+++ RECORDS PROVIDED
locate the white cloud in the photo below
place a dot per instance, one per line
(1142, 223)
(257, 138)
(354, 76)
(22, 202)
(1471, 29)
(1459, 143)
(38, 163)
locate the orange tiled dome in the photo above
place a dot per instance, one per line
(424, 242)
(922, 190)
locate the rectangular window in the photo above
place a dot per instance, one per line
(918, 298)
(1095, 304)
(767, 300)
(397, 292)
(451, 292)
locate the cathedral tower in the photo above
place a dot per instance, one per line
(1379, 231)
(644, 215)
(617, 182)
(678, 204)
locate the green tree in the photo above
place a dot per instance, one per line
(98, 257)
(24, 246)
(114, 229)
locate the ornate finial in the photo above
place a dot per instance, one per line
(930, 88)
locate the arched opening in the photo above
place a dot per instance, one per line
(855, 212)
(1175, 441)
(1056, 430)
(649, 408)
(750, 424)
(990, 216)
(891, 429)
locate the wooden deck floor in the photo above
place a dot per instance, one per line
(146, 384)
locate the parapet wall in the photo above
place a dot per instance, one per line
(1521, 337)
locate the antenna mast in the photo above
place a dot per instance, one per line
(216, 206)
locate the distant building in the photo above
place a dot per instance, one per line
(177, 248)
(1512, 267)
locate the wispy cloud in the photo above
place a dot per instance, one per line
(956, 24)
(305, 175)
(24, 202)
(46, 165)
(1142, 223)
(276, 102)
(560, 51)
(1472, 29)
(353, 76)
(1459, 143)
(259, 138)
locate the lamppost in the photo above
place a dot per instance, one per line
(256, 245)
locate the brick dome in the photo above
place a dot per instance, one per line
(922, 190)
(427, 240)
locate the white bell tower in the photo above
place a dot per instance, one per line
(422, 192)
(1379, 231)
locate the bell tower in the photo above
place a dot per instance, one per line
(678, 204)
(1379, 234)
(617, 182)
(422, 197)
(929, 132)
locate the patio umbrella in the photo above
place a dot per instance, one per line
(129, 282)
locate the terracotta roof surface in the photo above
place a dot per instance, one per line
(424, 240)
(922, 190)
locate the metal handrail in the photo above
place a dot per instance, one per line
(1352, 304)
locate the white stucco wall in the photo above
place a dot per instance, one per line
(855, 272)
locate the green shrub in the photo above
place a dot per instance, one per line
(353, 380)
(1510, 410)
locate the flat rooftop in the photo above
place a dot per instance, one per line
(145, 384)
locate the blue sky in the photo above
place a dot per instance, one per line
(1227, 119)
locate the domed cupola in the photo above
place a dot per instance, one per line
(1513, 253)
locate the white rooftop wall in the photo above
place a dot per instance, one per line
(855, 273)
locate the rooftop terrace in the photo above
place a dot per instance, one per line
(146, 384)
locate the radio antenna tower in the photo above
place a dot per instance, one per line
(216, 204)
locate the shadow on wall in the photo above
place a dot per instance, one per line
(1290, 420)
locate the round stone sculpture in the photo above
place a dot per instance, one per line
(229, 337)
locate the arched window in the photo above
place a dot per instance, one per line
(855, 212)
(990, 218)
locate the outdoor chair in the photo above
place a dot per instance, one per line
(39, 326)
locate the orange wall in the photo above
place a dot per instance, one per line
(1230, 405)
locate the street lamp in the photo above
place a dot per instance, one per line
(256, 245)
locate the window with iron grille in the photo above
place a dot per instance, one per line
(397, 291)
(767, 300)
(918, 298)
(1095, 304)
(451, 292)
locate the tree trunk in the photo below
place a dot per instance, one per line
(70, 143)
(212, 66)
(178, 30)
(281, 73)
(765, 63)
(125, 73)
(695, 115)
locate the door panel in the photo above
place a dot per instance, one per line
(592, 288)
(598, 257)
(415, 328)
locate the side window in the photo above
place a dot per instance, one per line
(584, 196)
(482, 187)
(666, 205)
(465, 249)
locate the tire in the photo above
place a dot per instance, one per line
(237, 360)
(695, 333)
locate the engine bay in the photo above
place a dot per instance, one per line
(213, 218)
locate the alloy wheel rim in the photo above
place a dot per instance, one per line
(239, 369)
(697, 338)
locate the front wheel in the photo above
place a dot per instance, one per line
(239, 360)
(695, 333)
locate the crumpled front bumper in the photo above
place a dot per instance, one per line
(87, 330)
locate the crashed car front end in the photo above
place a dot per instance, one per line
++++++
Each entry given above is to be duplicated exactly.

locate the white cloud in the photo below
place a dot per instance, one per line
(1142, 223)
(257, 138)
(354, 76)
(22, 202)
(1471, 29)
(1459, 143)
(38, 163)
locate the orange tiled dome in the photo above
place a dot per instance, one per line
(424, 242)
(922, 190)
locate the rectangular window in the photo above
place a dot per instance, one per line
(918, 298)
(1095, 304)
(767, 300)
(397, 292)
(451, 292)
locate the cathedral tower in the photo above
place a dot per instance, one per line
(1379, 231)
(644, 215)
(617, 182)
(678, 204)
locate the green tree in the photo above
place a dot per instance, one per line
(98, 257)
(24, 246)
(114, 229)
locate the ornate finial in the photo above
place a dot per instance, one per line
(930, 88)
locate the arched opening in the photo above
place a dot per instance, one per line
(855, 212)
(1175, 441)
(1056, 430)
(649, 408)
(750, 424)
(990, 216)
(891, 429)
locate the wooden deck floor in the photo above
place a dot per instance, one per line
(146, 384)
locate the parapet wall in the photo above
place a dot per instance, one per line
(1521, 337)
locate the antenna mast in the photo above
place a dot per instance, one per line
(216, 206)
locate the distant building in the photo above
place a dot per instance, one per line
(177, 248)
(1512, 267)
locate the wispy cloud in the photo above
place a dot per instance, one per line
(956, 24)
(305, 175)
(24, 202)
(46, 165)
(1142, 223)
(276, 102)
(560, 51)
(1472, 29)
(353, 76)
(1459, 143)
(259, 138)
locate the lamppost in the photo above
place a dot per instance, one per line
(256, 245)
locate the brick dome in the photo above
place a dot per instance, one per line
(922, 190)
(427, 240)
locate the white bell tower in the photo above
place a dot per instance, one per line
(422, 192)
(1379, 231)
locate the bell tower in the photo above
place a dot per instance, one per line
(678, 204)
(1379, 234)
(617, 182)
(422, 197)
(929, 132)
locate the patio umbrella in the photo above
place a dot per instance, one per line
(129, 282)
locate the terracotta roof surface in the photo above
place a dot per instance, one per line
(424, 240)
(922, 190)
locate the metal handrail in the photo above
place a dot per instance, one per line
(1352, 304)
locate the white stucco wall in the photo above
place a dot per instance, one per line
(855, 272)
locate the green shrub in the photo above
place a dot per instance, one per line
(353, 380)
(1510, 410)
locate the flat rooftop in the photo above
place a dot per instance, one per line
(145, 384)
locate the blue sky in the photo above
place a dot per instance, one per line
(1227, 119)
locate the domed cupola in the photo above
place a dot per instance, one per line
(1513, 253)
locate the white rooftop wall in the photo above
place a dot per instance, one per line
(855, 273)
locate the rooftop terrace in the photo above
place a dot per instance, one per line
(146, 384)
locate the radio antenna tower in the photo above
place a dot per instance, one per line
(216, 204)
locate the shadow on wall in the photo above
place a dot per instance, one per line
(1290, 420)
locate the round stone sculpture in the photo above
place a dot per instance, one per line
(229, 337)
locate the arched window in the photo above
place a dot per instance, one per line
(855, 212)
(990, 218)
locate the outdoor chair in the photo above
place a dot per instance, one per line
(39, 326)
locate the orange wall in the photo above
place a dot per instance, one per line
(1230, 405)
locate the street lamp in the photo above
place a dot per instance, one per line
(256, 245)
locate the window with iron grille in the photo above
place a dot per instance, one per line
(397, 291)
(767, 300)
(918, 298)
(1095, 304)
(451, 292)
locate the tree trunk in the photo below
place a dot per instance, one per line
(70, 143)
(212, 66)
(178, 30)
(281, 73)
(765, 63)
(125, 73)
(695, 115)
locate the door panel in the photo above
place a dot per instance, one per line
(592, 288)
(598, 257)
(415, 328)
locate the side window in the photo above
place a dot per instance, one per line
(584, 196)
(482, 187)
(666, 205)
(465, 249)
locate the tire in the photo above
place a dot per instance, one per line
(237, 360)
(695, 333)
locate the engine bay in the photo above
place a dot per instance, one per line
(213, 218)
locate the alloy wheel rim in the photo above
place a dot per instance, one per line
(239, 369)
(697, 338)
locate the front wheel in the photo above
place a dot per instance, one per line
(239, 360)
(695, 333)
locate the crumpled front bumper in the photo above
place a dot per instance, one per line
(87, 330)
locate the crashed car front end in the photo above
place a dot per instance, one per line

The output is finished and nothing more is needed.